Extracted data ::
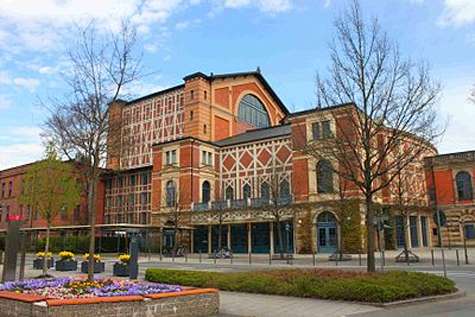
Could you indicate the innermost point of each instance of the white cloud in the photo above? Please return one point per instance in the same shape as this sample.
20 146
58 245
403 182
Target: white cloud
268 6
29 83
5 103
38 25
458 12
20 153
20 145
460 111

Task objective ::
Drop every picture and repeat the rest of the entries exactly.

Written solution ::
Could you indicate the innermost point of each instance of the white cloud in the photo above? Please return one point per instance in the same shape as this sample.
20 146
58 245
403 182
Target: white cloud
268 6
29 83
5 103
38 25
458 12
20 153
20 145
460 111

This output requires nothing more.